____ EXERCISE MATERIAL

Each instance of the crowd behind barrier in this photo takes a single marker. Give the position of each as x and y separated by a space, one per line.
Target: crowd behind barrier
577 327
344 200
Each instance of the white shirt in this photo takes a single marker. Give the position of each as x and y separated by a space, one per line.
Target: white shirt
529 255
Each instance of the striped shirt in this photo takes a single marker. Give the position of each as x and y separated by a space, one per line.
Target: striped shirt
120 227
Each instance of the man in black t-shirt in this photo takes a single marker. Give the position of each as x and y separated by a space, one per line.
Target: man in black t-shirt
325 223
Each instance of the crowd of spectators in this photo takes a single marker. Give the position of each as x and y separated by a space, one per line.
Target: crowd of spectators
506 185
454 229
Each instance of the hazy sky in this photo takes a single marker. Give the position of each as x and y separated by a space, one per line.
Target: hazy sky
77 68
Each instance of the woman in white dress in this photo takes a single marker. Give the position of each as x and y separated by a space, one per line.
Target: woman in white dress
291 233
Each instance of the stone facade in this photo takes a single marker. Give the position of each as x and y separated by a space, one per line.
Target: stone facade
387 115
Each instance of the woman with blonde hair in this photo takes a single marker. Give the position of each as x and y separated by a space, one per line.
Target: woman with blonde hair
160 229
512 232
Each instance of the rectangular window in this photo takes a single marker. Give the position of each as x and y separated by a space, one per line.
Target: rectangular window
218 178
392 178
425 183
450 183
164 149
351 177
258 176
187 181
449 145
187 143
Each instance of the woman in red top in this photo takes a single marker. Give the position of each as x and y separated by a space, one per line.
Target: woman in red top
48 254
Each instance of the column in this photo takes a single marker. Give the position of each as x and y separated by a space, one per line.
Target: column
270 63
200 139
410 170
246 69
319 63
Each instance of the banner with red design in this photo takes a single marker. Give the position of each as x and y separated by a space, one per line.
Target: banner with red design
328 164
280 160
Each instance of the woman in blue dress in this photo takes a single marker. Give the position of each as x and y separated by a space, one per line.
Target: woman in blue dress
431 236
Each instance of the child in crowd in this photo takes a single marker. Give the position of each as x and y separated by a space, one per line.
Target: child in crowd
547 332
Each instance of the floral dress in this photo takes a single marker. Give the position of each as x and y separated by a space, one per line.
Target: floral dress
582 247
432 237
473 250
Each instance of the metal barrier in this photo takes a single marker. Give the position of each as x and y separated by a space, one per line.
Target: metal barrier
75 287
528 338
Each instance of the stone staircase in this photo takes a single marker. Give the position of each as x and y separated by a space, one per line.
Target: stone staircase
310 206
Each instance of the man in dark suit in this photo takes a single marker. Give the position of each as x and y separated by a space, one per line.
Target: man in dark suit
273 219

________

WHAT YOU WILL DO ▸ Your answer must be the lines from the one containing "Each instance of the rectangular" through the last line of the entries, copied exactly, with no other lines.

RESULT OF THE EXERCISE ▸
Each instance of the rectangular window in this photo takes a single marker. Give the position of each as x and y separated by a space, one per line.
Target: rectangular window
218 178
392 178
425 183
450 183
164 149
351 177
258 176
187 181
449 145
187 143
Each instance of the woman in red top in this photo takes a single marker. Give the position of each as x and y separated by a space, one per line.
Target: woman in red top
48 254
Each instance of the column in this photo takes a single marker. Give the position of each as x and y separated by a space, one per line.
Target: column
270 63
200 139
410 170
246 69
319 63
Each instance of the banner with red design in this photo takes a single marker. Give the position of each as x and y separated by a space, one per line.
Target: banner with red design
328 164
280 160
Each instance of the woman in blue dress in this photo takes a single marker. Give the position of each as x and y separated by a space, one per line.
Target: woman in blue dress
431 236
Each instance of the child in crowd in this photo takes a single marker. Give the position of each as x and y separated by a space, one per line.
Target: child in crowd
547 332
Each instance of the floral dress in this photo takes a single marker. Give the position of each as x and y separated by a space, one per line.
Target: floral dress
582 247
432 237
473 250
Each instance of the metal barrier in this photo takes a single marker. Give the position of each as x and y separated by a space, one per line.
Target: metal barrier
75 287
528 338
Each instance of the stone staircase in this photo takes a single marker. Give the position of each as x and y separated by a space, one per line.
Target: stone staircase
310 206
Each instance of the man in dark suit in this photo takes a single marker. Give the position of each as x and y separated by a space, one per line.
Target: man in dark suit
273 219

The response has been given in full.